§ Assignment
Your output must consist of the records printed verbatim, with the pictures excluded.

Input data Start Marker

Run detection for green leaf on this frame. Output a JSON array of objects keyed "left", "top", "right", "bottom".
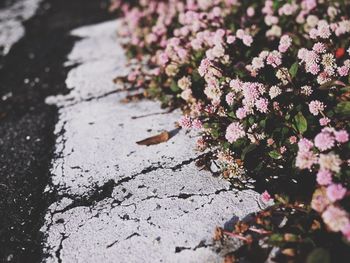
[
  {"left": 211, "top": 128, "right": 220, "bottom": 139},
  {"left": 335, "top": 101, "right": 350, "bottom": 116},
  {"left": 259, "top": 119, "right": 266, "bottom": 128},
  {"left": 273, "top": 0, "right": 280, "bottom": 11},
  {"left": 232, "top": 138, "right": 245, "bottom": 149},
  {"left": 194, "top": 50, "right": 204, "bottom": 61},
  {"left": 269, "top": 233, "right": 284, "bottom": 245},
  {"left": 248, "top": 117, "right": 255, "bottom": 125},
  {"left": 222, "top": 142, "right": 231, "bottom": 150},
  {"left": 306, "top": 248, "right": 330, "bottom": 263},
  {"left": 192, "top": 71, "right": 201, "bottom": 82},
  {"left": 293, "top": 112, "right": 307, "bottom": 134},
  {"left": 289, "top": 62, "right": 299, "bottom": 79},
  {"left": 269, "top": 150, "right": 282, "bottom": 160},
  {"left": 227, "top": 111, "right": 236, "bottom": 118},
  {"left": 170, "top": 81, "right": 180, "bottom": 93},
  {"left": 241, "top": 144, "right": 257, "bottom": 159}
]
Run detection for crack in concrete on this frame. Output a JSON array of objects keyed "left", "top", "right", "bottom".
[
  {"left": 49, "top": 153, "right": 210, "bottom": 214},
  {"left": 131, "top": 108, "right": 175, "bottom": 120},
  {"left": 175, "top": 240, "right": 213, "bottom": 254},
  {"left": 52, "top": 179, "right": 116, "bottom": 215},
  {"left": 125, "top": 232, "right": 140, "bottom": 240},
  {"left": 106, "top": 239, "right": 119, "bottom": 249},
  {"left": 58, "top": 88, "right": 126, "bottom": 108},
  {"left": 138, "top": 185, "right": 234, "bottom": 203},
  {"left": 55, "top": 228, "right": 69, "bottom": 263},
  {"left": 46, "top": 152, "right": 229, "bottom": 232}
]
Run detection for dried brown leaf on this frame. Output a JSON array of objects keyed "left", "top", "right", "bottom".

Input data End Marker

§ Your solution
Run detection for green leaf on this frame. Output a JSON array of objects keyed "left", "top", "right", "bottom".
[
  {"left": 211, "top": 128, "right": 220, "bottom": 139},
  {"left": 335, "top": 101, "right": 350, "bottom": 116},
  {"left": 259, "top": 119, "right": 266, "bottom": 128},
  {"left": 273, "top": 0, "right": 280, "bottom": 11},
  {"left": 232, "top": 138, "right": 245, "bottom": 149},
  {"left": 194, "top": 50, "right": 204, "bottom": 61},
  {"left": 269, "top": 233, "right": 284, "bottom": 245},
  {"left": 248, "top": 117, "right": 255, "bottom": 125},
  {"left": 222, "top": 142, "right": 231, "bottom": 150},
  {"left": 306, "top": 248, "right": 330, "bottom": 263},
  {"left": 192, "top": 71, "right": 201, "bottom": 82},
  {"left": 293, "top": 112, "right": 307, "bottom": 134},
  {"left": 289, "top": 62, "right": 299, "bottom": 79},
  {"left": 269, "top": 150, "right": 282, "bottom": 160},
  {"left": 227, "top": 111, "right": 236, "bottom": 118},
  {"left": 170, "top": 81, "right": 180, "bottom": 93},
  {"left": 241, "top": 144, "right": 257, "bottom": 159}
]
Run detection for crack in concrete on this frame. Output a JSON array of objects keyed "left", "top", "right", "bottom".
[
  {"left": 49, "top": 153, "right": 210, "bottom": 214},
  {"left": 131, "top": 108, "right": 175, "bottom": 120},
  {"left": 175, "top": 240, "right": 213, "bottom": 254},
  {"left": 52, "top": 179, "right": 116, "bottom": 215},
  {"left": 125, "top": 232, "right": 140, "bottom": 240},
  {"left": 106, "top": 239, "right": 119, "bottom": 249},
  {"left": 58, "top": 88, "right": 126, "bottom": 108},
  {"left": 138, "top": 185, "right": 234, "bottom": 203},
  {"left": 55, "top": 228, "right": 69, "bottom": 263},
  {"left": 46, "top": 152, "right": 229, "bottom": 232}
]
Run detection for dried brown leaf on this frame. Output a JSON array of objects keyed "left", "top", "right", "bottom".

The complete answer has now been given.